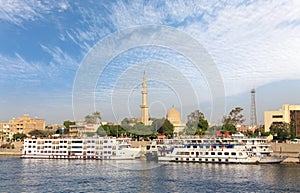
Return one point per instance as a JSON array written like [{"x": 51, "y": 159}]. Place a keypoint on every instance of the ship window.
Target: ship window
[{"x": 277, "y": 116}]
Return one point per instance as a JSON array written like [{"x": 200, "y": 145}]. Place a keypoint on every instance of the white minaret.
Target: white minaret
[{"x": 144, "y": 106}]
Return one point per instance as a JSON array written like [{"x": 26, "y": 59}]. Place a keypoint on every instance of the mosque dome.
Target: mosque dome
[{"x": 173, "y": 116}]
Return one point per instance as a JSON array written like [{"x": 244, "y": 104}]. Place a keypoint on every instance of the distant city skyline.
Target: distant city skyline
[{"x": 45, "y": 45}]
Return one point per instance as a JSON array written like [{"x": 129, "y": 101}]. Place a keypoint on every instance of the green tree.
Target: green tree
[
  {"x": 235, "y": 117},
  {"x": 94, "y": 118},
  {"x": 68, "y": 123},
  {"x": 20, "y": 136},
  {"x": 40, "y": 133},
  {"x": 261, "y": 131},
  {"x": 280, "y": 131},
  {"x": 229, "y": 127},
  {"x": 230, "y": 121},
  {"x": 197, "y": 124},
  {"x": 167, "y": 128}
]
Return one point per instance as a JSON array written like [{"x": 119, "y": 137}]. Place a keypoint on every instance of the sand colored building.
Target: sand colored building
[
  {"x": 287, "y": 114},
  {"x": 173, "y": 116},
  {"x": 23, "y": 124}
]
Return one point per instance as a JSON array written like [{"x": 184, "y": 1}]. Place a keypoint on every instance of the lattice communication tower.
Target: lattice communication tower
[{"x": 253, "y": 120}]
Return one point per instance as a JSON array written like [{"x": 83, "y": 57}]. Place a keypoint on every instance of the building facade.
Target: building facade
[
  {"x": 287, "y": 114},
  {"x": 23, "y": 124},
  {"x": 173, "y": 116}
]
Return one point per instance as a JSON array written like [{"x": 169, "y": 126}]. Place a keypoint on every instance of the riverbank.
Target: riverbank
[
  {"x": 291, "y": 151},
  {"x": 15, "y": 152}
]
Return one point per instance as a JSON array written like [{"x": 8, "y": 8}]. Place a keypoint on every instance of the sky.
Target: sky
[{"x": 61, "y": 60}]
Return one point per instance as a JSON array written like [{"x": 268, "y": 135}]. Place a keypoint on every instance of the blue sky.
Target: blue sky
[{"x": 44, "y": 46}]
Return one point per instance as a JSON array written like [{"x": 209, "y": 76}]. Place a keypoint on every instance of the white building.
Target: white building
[{"x": 287, "y": 114}]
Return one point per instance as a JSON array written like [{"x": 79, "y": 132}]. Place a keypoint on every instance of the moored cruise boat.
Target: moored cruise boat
[
  {"x": 213, "y": 150},
  {"x": 80, "y": 148}
]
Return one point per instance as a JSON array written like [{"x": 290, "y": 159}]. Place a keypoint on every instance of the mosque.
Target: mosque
[{"x": 173, "y": 115}]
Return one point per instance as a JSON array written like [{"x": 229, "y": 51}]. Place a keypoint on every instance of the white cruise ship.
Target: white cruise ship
[
  {"x": 213, "y": 150},
  {"x": 80, "y": 148}
]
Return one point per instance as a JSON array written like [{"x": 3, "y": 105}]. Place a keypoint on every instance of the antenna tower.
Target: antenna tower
[{"x": 253, "y": 120}]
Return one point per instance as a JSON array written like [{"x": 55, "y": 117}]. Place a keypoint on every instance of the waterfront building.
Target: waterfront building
[
  {"x": 287, "y": 114},
  {"x": 144, "y": 106},
  {"x": 4, "y": 131},
  {"x": 173, "y": 116},
  {"x": 23, "y": 124}
]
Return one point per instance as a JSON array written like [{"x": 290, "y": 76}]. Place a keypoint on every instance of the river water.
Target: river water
[{"x": 35, "y": 175}]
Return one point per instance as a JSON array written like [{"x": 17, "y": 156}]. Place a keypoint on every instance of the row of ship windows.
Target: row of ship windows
[
  {"x": 200, "y": 160},
  {"x": 105, "y": 152},
  {"x": 57, "y": 142},
  {"x": 57, "y": 147},
  {"x": 208, "y": 153}
]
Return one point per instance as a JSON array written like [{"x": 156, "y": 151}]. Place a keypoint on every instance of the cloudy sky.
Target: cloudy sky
[{"x": 62, "y": 60}]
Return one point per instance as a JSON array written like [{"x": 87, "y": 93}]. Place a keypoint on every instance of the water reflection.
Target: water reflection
[{"x": 19, "y": 175}]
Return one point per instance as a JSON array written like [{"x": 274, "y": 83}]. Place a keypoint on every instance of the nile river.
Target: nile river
[{"x": 28, "y": 175}]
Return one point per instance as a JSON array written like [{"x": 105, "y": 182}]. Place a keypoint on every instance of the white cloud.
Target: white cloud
[
  {"x": 17, "y": 12},
  {"x": 253, "y": 43}
]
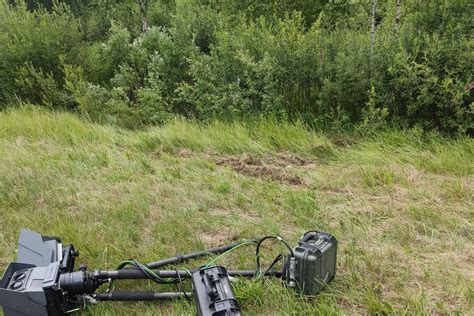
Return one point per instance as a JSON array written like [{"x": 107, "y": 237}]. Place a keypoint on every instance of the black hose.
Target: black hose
[{"x": 139, "y": 296}]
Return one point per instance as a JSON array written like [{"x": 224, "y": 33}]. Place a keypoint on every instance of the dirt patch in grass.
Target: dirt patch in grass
[{"x": 276, "y": 167}]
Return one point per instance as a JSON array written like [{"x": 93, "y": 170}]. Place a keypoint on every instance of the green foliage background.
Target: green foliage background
[{"x": 310, "y": 60}]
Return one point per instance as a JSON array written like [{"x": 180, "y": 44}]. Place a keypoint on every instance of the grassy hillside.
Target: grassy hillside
[{"x": 400, "y": 203}]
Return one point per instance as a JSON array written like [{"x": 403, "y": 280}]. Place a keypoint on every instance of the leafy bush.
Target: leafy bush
[{"x": 316, "y": 61}]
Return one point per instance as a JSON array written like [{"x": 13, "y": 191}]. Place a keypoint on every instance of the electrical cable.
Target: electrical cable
[
  {"x": 181, "y": 287},
  {"x": 257, "y": 251},
  {"x": 275, "y": 261}
]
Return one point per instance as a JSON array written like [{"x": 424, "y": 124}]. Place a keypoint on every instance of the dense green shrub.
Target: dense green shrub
[{"x": 316, "y": 61}]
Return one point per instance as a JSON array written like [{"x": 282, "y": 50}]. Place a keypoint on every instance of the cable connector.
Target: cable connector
[{"x": 292, "y": 272}]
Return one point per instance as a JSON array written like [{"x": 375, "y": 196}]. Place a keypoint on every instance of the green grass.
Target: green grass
[{"x": 400, "y": 203}]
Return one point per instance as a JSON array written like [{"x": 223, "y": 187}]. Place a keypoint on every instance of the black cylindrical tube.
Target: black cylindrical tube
[
  {"x": 139, "y": 296},
  {"x": 131, "y": 274}
]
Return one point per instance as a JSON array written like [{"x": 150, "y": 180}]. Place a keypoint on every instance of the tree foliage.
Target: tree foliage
[{"x": 332, "y": 63}]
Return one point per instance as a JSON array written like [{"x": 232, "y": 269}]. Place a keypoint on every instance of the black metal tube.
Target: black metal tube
[
  {"x": 131, "y": 274},
  {"x": 182, "y": 258},
  {"x": 139, "y": 296}
]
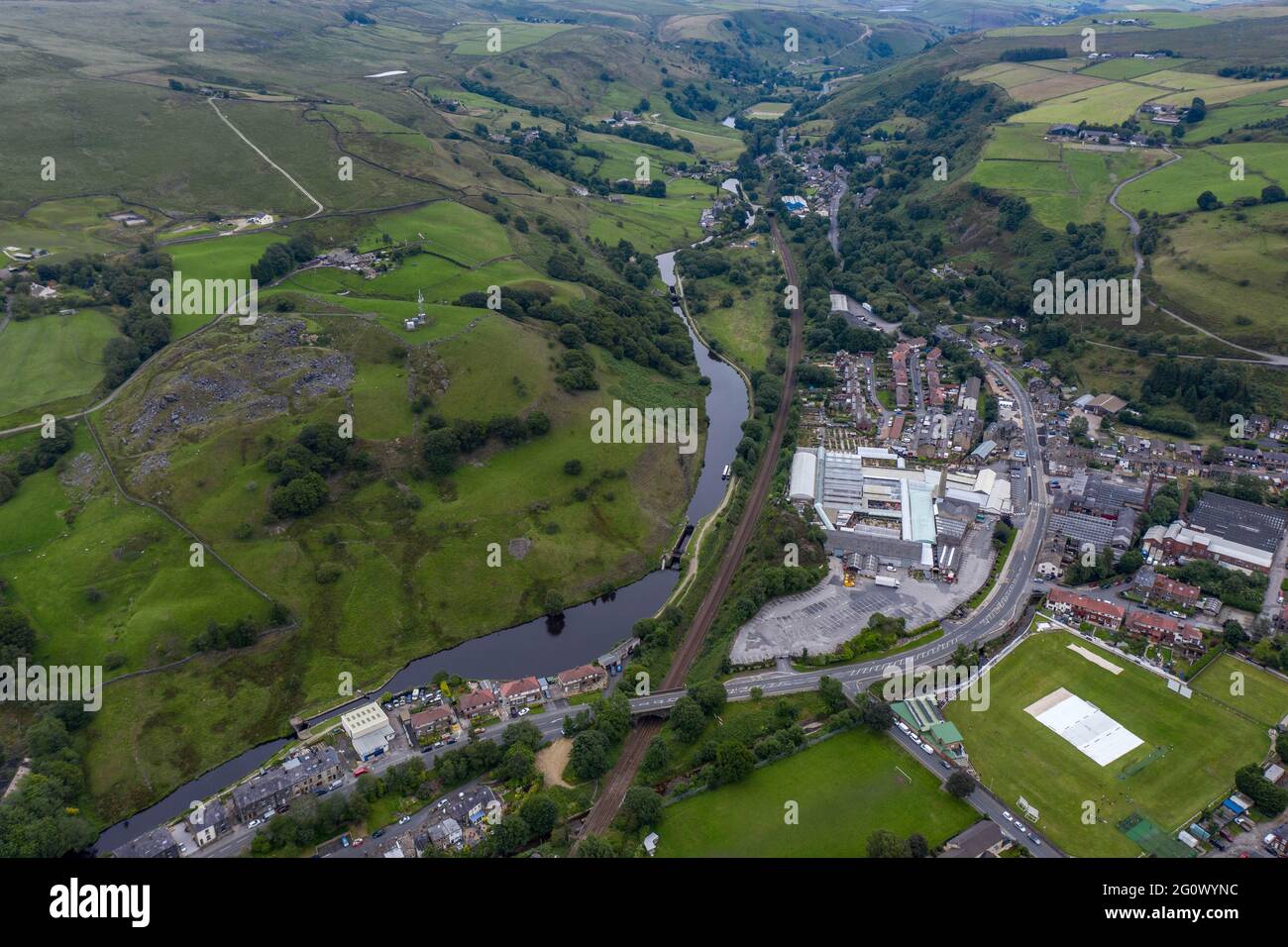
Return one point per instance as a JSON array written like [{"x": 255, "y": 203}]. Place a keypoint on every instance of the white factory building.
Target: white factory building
[
  {"x": 844, "y": 487},
  {"x": 369, "y": 728}
]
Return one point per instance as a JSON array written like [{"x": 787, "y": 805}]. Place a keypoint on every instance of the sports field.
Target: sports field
[
  {"x": 1256, "y": 693},
  {"x": 1193, "y": 746},
  {"x": 846, "y": 788},
  {"x": 50, "y": 359}
]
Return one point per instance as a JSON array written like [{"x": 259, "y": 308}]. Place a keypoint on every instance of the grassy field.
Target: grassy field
[
  {"x": 767, "y": 110},
  {"x": 52, "y": 359},
  {"x": 472, "y": 38},
  {"x": 846, "y": 788},
  {"x": 1060, "y": 182},
  {"x": 80, "y": 536},
  {"x": 1131, "y": 68},
  {"x": 1225, "y": 270},
  {"x": 1263, "y": 696},
  {"x": 1106, "y": 105},
  {"x": 1176, "y": 187},
  {"x": 742, "y": 330},
  {"x": 1019, "y": 757}
]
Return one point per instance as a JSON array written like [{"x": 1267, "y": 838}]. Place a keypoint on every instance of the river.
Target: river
[{"x": 539, "y": 647}]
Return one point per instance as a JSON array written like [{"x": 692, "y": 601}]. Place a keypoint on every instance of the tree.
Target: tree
[
  {"x": 441, "y": 449},
  {"x": 613, "y": 715},
  {"x": 523, "y": 732},
  {"x": 960, "y": 784},
  {"x": 17, "y": 637},
  {"x": 589, "y": 755},
  {"x": 687, "y": 719},
  {"x": 885, "y": 844},
  {"x": 642, "y": 806},
  {"x": 734, "y": 762},
  {"x": 709, "y": 696},
  {"x": 658, "y": 755},
  {"x": 509, "y": 835},
  {"x": 595, "y": 847},
  {"x": 833, "y": 697},
  {"x": 540, "y": 813},
  {"x": 518, "y": 764}
]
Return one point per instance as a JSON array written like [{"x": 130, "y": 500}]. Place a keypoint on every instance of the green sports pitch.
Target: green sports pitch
[
  {"x": 1192, "y": 746},
  {"x": 846, "y": 788}
]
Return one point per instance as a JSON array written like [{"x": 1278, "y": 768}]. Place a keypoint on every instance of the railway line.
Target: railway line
[{"x": 622, "y": 775}]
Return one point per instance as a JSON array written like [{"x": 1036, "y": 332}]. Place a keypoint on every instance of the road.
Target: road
[
  {"x": 271, "y": 163},
  {"x": 622, "y": 775},
  {"x": 983, "y": 801},
  {"x": 1133, "y": 224}
]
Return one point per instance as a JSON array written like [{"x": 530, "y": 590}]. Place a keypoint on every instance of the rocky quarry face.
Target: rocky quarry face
[{"x": 227, "y": 373}]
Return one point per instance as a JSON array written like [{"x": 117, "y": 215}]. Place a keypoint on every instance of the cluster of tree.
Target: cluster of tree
[
  {"x": 647, "y": 136},
  {"x": 42, "y": 817},
  {"x": 446, "y": 442},
  {"x": 653, "y": 188},
  {"x": 217, "y": 637},
  {"x": 1033, "y": 53},
  {"x": 1235, "y": 589},
  {"x": 125, "y": 281},
  {"x": 885, "y": 844},
  {"x": 279, "y": 260},
  {"x": 1267, "y": 796},
  {"x": 636, "y": 268},
  {"x": 1207, "y": 389},
  {"x": 40, "y": 457},
  {"x": 301, "y": 467}
]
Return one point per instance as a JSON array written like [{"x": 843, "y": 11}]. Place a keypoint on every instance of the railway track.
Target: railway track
[{"x": 622, "y": 775}]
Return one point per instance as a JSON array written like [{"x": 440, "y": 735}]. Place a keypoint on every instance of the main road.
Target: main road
[{"x": 1004, "y": 605}]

Task details
Retype the records from the line containing "rocky quarry face." through the end of the records, including both of those ends.

Task result
Return one point per instance as a JSON array written like [{"x": 530, "y": 590}]. Place a keypoint on every instance of the rocky quarry face.
Target: rocky quarry face
[{"x": 227, "y": 373}]
Return one point per instance as a JSON array written like [{"x": 117, "y": 215}]. Place a keypoint on every instance of the cluster of tree.
Target: cluster of tree
[
  {"x": 647, "y": 136},
  {"x": 42, "y": 817},
  {"x": 446, "y": 442},
  {"x": 653, "y": 188},
  {"x": 217, "y": 637},
  {"x": 1033, "y": 53},
  {"x": 1235, "y": 589},
  {"x": 125, "y": 281},
  {"x": 885, "y": 844},
  {"x": 279, "y": 260},
  {"x": 1267, "y": 796},
  {"x": 636, "y": 268},
  {"x": 1207, "y": 389},
  {"x": 40, "y": 457},
  {"x": 301, "y": 467}
]
Return one point per instance as a JSON array written like [{"x": 843, "y": 11}]. Place a keypoint on every instance of the railway track.
Target: railway track
[{"x": 622, "y": 775}]
Return one point per instance as a JSON array written like [{"x": 440, "y": 735}]. Place a keypoint on every instance of the main road.
Target: main road
[{"x": 1004, "y": 605}]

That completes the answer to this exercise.